##### Data for the task

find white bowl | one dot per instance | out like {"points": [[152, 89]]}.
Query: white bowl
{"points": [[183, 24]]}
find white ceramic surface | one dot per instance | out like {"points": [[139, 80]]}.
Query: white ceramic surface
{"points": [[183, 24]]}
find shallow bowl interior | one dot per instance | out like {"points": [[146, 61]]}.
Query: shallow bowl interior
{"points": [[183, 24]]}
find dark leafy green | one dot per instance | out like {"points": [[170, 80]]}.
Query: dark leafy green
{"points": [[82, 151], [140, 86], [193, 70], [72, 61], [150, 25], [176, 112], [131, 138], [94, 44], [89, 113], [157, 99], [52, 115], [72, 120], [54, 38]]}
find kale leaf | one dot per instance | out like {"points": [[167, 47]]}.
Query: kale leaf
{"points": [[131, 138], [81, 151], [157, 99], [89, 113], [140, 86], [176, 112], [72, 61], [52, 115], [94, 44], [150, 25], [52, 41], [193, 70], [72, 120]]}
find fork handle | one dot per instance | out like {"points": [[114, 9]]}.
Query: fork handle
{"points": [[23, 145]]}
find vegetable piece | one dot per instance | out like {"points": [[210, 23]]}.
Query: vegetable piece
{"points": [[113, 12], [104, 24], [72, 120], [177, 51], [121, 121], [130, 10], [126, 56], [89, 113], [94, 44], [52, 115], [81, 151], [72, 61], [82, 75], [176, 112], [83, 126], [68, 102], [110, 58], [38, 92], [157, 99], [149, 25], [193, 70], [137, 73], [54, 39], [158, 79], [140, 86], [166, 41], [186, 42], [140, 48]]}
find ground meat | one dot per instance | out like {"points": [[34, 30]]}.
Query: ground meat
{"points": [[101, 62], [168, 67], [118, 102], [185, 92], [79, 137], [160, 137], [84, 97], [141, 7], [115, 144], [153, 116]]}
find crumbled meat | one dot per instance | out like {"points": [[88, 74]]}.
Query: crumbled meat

##########

**Aim:** Reproduce verbatim the lines of the entries from the line containing "find vegetable piece" through the end of the entries, both ends included.

**Exercise answer:**
find vegetable piece | one dot per instance | out like {"points": [[210, 23]]}.
Query: vegetable piece
{"points": [[113, 12], [104, 24], [72, 120], [177, 51], [121, 121], [130, 10], [126, 56], [89, 113], [94, 44], [52, 115], [81, 151], [72, 61], [82, 75], [176, 112], [83, 126], [68, 102], [110, 58], [38, 92], [157, 99], [149, 25], [193, 70], [137, 73], [54, 39], [158, 79], [140, 86], [166, 41], [186, 42], [140, 48]]}
find ground meat | one dot per instance | out like {"points": [[34, 30]]}.
Query: ground meat
{"points": [[101, 62], [168, 67], [118, 102], [185, 92], [79, 137], [160, 137], [84, 97], [141, 7], [115, 144], [153, 116]]}
find crumbled meat | one dot per instance | out like {"points": [[88, 74]]}.
Query: crumbled meat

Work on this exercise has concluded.